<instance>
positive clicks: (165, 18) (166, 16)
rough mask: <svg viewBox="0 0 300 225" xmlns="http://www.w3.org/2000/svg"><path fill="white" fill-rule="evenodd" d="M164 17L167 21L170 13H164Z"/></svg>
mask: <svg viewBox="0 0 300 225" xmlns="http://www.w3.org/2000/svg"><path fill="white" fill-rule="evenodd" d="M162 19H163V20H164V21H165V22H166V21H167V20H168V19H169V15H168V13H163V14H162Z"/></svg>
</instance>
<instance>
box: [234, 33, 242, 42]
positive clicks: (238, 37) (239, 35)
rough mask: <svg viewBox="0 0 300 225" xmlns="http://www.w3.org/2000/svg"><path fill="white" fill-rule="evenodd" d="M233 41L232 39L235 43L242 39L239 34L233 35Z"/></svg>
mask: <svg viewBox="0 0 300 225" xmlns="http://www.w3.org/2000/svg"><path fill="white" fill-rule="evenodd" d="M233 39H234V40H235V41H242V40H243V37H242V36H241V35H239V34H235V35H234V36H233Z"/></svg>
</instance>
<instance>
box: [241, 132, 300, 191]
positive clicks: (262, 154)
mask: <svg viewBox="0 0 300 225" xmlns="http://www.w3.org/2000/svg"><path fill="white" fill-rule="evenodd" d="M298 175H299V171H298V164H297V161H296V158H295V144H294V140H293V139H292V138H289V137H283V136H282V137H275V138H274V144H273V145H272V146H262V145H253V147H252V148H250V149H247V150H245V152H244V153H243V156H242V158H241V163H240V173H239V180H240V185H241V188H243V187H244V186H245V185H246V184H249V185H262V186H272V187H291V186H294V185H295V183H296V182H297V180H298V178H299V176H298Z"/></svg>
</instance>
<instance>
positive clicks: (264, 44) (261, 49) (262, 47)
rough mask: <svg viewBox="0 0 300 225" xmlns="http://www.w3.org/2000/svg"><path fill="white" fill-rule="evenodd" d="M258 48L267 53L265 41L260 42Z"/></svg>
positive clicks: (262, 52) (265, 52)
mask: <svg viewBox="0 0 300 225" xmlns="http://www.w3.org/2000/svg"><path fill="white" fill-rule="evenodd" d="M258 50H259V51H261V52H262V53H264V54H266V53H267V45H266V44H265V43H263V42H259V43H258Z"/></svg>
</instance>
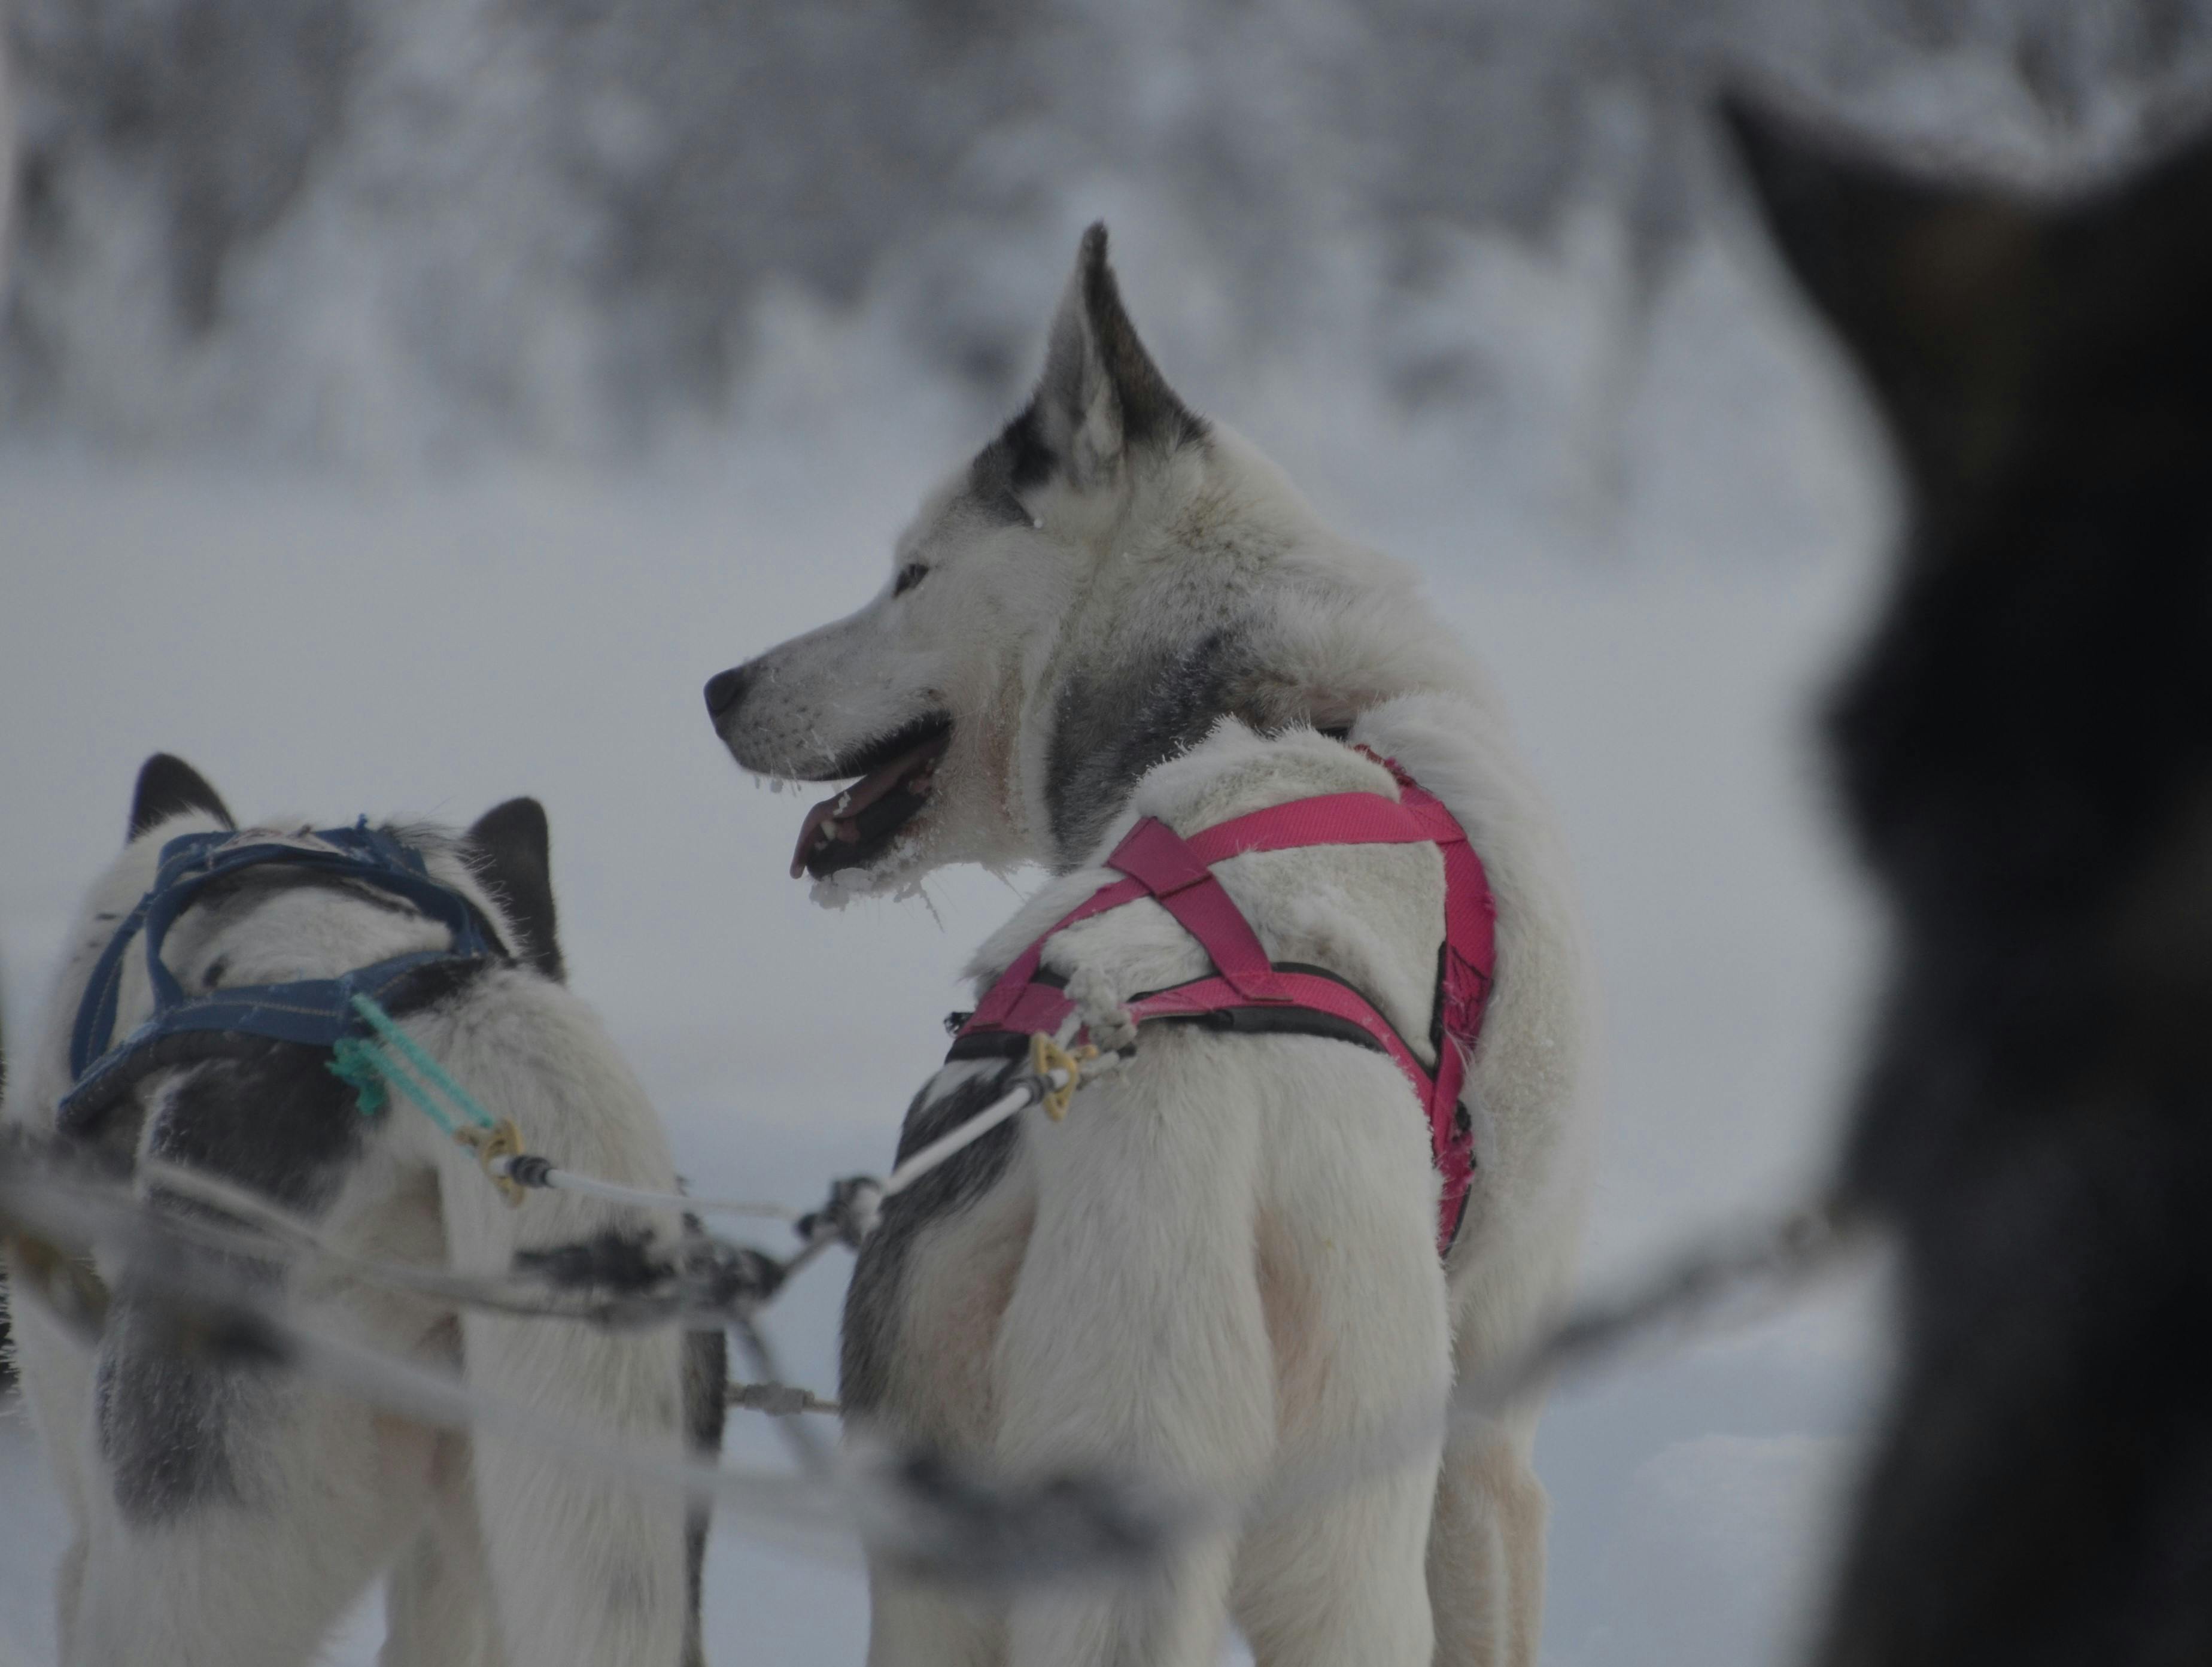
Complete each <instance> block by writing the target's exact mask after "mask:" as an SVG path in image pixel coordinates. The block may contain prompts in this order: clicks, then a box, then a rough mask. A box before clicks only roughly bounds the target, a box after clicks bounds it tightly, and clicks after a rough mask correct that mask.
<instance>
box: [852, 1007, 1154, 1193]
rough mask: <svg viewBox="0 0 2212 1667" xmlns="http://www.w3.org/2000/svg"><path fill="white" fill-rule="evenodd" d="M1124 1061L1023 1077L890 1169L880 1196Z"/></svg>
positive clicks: (1113, 1069) (1064, 1026) (918, 1180)
mask: <svg viewBox="0 0 2212 1667" xmlns="http://www.w3.org/2000/svg"><path fill="white" fill-rule="evenodd" d="M1062 1028H1064V1030H1068V1028H1073V1021H1071V1024H1068V1026H1062ZM1060 1041H1062V1046H1064V1044H1066V1035H1062V1039H1060ZM1126 1059H1128V1055H1102V1057H1099V1059H1093V1061H1091V1063H1086V1066H1084V1068H1082V1070H1079V1072H1068V1070H1048V1072H1044V1074H1042V1077H1040V1074H1035V1072H1029V1074H1024V1077H1022V1079H1020V1081H1015V1086H1013V1088H1009V1090H1006V1092H1004V1094H1000V1097H998V1099H995V1101H991V1103H989V1105H987V1108H984V1110H980V1112H975V1116H971V1119H967V1121H964V1123H960V1125H956V1128H951V1130H947V1132H945V1134H940V1136H938V1139H933V1141H931V1143H929V1145H925V1147H922V1150H920V1152H916V1154H914V1156H911V1158H907V1161H905V1163H900V1165H898V1167H896V1170H891V1174H887V1176H885V1178H883V1196H885V1198H896V1196H898V1194H900V1192H905V1189H907V1187H911V1185H914V1183H916V1181H920V1178H922V1176H925V1174H929V1172H931V1170H936V1167H938V1165H940V1163H945V1161H947V1158H951V1156H956V1154H958V1152H964V1150H967V1147H969V1145H973V1143H975V1141H980V1139H982V1136H984V1134H989V1132H991V1130H995V1128H998V1125H1000V1123H1004V1121H1006V1119H1009V1116H1013V1114H1015V1112H1022V1110H1026V1108H1031V1105H1037V1103H1040V1101H1042V1099H1044V1097H1046V1094H1048V1092H1060V1090H1062V1088H1073V1086H1079V1083H1088V1081H1093V1079H1095V1077H1104V1074H1106V1072H1110V1070H1119V1068H1121V1066H1124V1063H1126Z"/></svg>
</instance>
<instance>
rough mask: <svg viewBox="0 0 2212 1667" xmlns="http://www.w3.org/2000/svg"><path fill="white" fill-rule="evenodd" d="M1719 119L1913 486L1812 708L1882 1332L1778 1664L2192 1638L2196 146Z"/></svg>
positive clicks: (2201, 1054)
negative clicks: (1876, 977)
mask: <svg viewBox="0 0 2212 1667" xmlns="http://www.w3.org/2000/svg"><path fill="white" fill-rule="evenodd" d="M1730 119H1732V126H1734V130H1736V139H1739V148H1741V153H1743V157H1745V161H1747V166H1750V175H1752V181H1754V186H1756V195H1759V199H1761V203H1763V210H1765V217H1767V221H1770V226H1772V230H1774V237H1776V241H1778V243H1781V248H1783V254H1785V256H1787V261H1790V265H1792V268H1794V270H1796V274H1798V279H1801V281H1803V283H1805V287H1807V292H1809V294H1812V298H1814V301H1816V303H1818V307H1820V310H1823V312H1825V314H1827V318H1829V323H1832V325H1834V327H1836V329H1838V334H1840V336H1843V343H1845V347H1847V349H1849V354H1851V356H1854V360H1856V363H1858V369H1860V371H1863V374H1865V378H1867V382H1869V385H1871V389H1874V396H1876V402H1878V407H1880V411H1882V416H1885V420H1887V427H1889V431H1891V436H1893V440H1896V449H1898V453H1900V460H1902V464H1905V473H1907V486H1909V502H1911V524H1909V535H1907V548H1905V562H1902V579H1900V584H1898V588H1896V597H1893V599H1891V604H1889V612H1887V617H1885V619H1882V623H1880V626H1878V630H1876V632H1874V639H1871V643H1869V646H1867V648H1865V652H1863V657H1860V661H1858V668H1856V670H1854V672H1851V674H1849V679H1847V681H1845V685H1843V690H1840V694H1838V699H1836V705H1834V712H1832V741H1834V749H1836V756H1838V761H1840V776H1843V798H1845V805H1847V811H1849V818H1851V825H1854V829H1856V834H1858V842H1860V849H1863V853H1865V858H1867V862H1869V864H1871V869H1874V873H1876V878H1878V880H1880V884H1882V889H1885V891H1887V898H1889V902H1891V906H1893V926H1896V933H1893V940H1896V951H1893V966H1891V973H1889V988H1887V997H1885V1010H1882V1028H1880V1035H1878V1048H1876V1052H1874V1063H1871V1072H1869V1077H1867V1081H1865V1086H1863V1097H1860V1103H1858V1112H1856V1121H1854V1128H1851V1139H1849V1147H1847V1170H1845V1183H1847V1189H1849V1192H1851V1194H1854V1196H1856V1198H1858V1201H1860V1203H1863V1205H1865V1207H1869V1209H1871V1212H1874V1214H1878V1216H1880V1218H1887V1220H1889V1223H1891V1225H1893V1227H1896V1229H1898V1231H1900V1238H1902V1249H1905V1320H1902V1327H1905V1329H1902V1373H1900V1382H1898V1386H1896V1404H1893V1406H1891V1413H1889V1426H1887V1433H1885V1435H1882V1439H1880V1446H1878V1450H1876V1457H1874V1464H1871V1470H1869V1475H1867V1479H1865V1488H1863V1495H1860V1501H1858V1523H1856V1530H1854V1532H1851V1539H1849V1545H1847V1552H1845V1563H1843V1576H1840V1587H1838V1594H1836V1603H1834V1612H1832V1616H1829V1621H1827V1632H1825V1640H1823V1645H1820V1656H1818V1658H1820V1660H1823V1663H1832V1665H1834V1667H1843V1665H1845V1663H1849V1665H1851V1667H1858V1665H1871V1663H1880V1665H1882V1667H1907V1665H1918V1663H1929V1667H1933V1665H1936V1663H1942V1665H1944V1667H1955V1665H1958V1663H2006V1667H2037V1665H2039V1663H2053V1665H2057V1663H2066V1667H2079V1665H2081V1663H2097V1665H2099V1667H2128V1665H2137V1663H2141V1665H2148V1663H2205V1660H2212V144H2208V141H2197V144H2194V146H2190V148H2188V150H2183V153H2179V155H2174V157H2170V159H2168V161H2163V164H2161V166H2157V168H2152V170H2148V172H2143V175H2141V177H2137V179H2132V181H2130V184H2124V186H2119V188H2108V190H2101V192H2093V195H2084V197H2077V199H2073V201H2057V203H2053V201H2022V199H2015V197H2008V195H2000V192H1989V190H1964V188H1951V186H1940V184H1929V181H1924V179H1909V177H1902V175H1898V172H1893V170H1889V168H1882V166H1876V164H1869V161H1865V159H1860V157H1856V155H1851V150H1849V148H1847V146H1836V144H1829V141H1823V139H1816V137H1814V135H1809V133H1805V130H1801V128H1796V126H1792V124H1785V122H1778V119H1772V117H1767V115H1759V113H1750V111H1743V108H1734V111H1730Z"/></svg>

**Instructions for the task**
Return each line of the data above that contains the string "clicks". Case counts.

**Result for this task**
positive clicks: (165, 18) (166, 16)
positive clicks: (238, 37) (239, 35)
positive clicks: (262, 154)
positive clicks: (264, 44) (261, 49) (262, 47)
positive clicks: (262, 52) (265, 52)
Complete each <instance> block by writing the target's exact mask after "mask:" as an SVG path in image pixel coordinates. The block may contain prompts in this order: clicks, then a box, then a rough mask. A box before clicks only roughly bounds the target, a box after clicks bounds it tightly, and clicks after a rough mask correct that mask.
positive clicks: (1113, 1069) (1064, 1026) (918, 1180)
positive clicks: (2201, 1054)
negative clicks: (1876, 977)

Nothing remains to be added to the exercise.